[START OF DATA EXTRACT]

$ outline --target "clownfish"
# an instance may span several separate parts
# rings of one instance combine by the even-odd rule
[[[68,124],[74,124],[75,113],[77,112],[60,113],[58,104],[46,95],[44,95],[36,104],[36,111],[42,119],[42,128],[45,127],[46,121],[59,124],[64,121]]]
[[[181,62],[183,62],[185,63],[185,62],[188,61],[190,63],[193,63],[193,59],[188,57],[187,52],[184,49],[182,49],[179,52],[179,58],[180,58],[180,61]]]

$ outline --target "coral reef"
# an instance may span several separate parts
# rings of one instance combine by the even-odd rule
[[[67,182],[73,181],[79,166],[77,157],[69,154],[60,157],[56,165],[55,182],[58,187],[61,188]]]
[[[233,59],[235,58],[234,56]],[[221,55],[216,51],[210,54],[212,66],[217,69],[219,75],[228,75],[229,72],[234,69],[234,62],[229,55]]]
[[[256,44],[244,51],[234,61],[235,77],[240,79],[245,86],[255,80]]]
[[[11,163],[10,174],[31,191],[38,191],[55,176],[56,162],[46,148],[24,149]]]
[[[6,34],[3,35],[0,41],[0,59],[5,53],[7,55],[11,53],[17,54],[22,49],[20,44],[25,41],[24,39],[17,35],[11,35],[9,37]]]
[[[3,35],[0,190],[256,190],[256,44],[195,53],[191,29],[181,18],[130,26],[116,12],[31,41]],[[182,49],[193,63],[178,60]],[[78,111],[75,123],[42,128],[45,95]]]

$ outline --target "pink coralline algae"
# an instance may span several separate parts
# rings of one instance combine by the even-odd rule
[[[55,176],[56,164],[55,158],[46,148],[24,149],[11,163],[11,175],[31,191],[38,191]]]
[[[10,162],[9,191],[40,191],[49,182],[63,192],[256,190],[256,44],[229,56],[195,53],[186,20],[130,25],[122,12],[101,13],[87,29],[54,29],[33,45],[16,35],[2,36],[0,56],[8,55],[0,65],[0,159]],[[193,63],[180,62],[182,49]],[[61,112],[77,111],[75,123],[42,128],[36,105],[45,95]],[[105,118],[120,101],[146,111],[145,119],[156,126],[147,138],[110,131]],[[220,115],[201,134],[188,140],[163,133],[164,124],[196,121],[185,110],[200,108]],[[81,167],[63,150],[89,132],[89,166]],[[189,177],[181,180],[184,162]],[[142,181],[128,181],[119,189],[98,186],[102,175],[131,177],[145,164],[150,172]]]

[END OF DATA EXTRACT]

_AIM:_
Please pull out every line of the data above that contains the string "target", treating uppercase and lowercase letters as distinct.

_RIGHT ANSWER:_
$ outline --target "clownfish"
$ outline --target "coral reef"
$ outline --target "pink coralline algae"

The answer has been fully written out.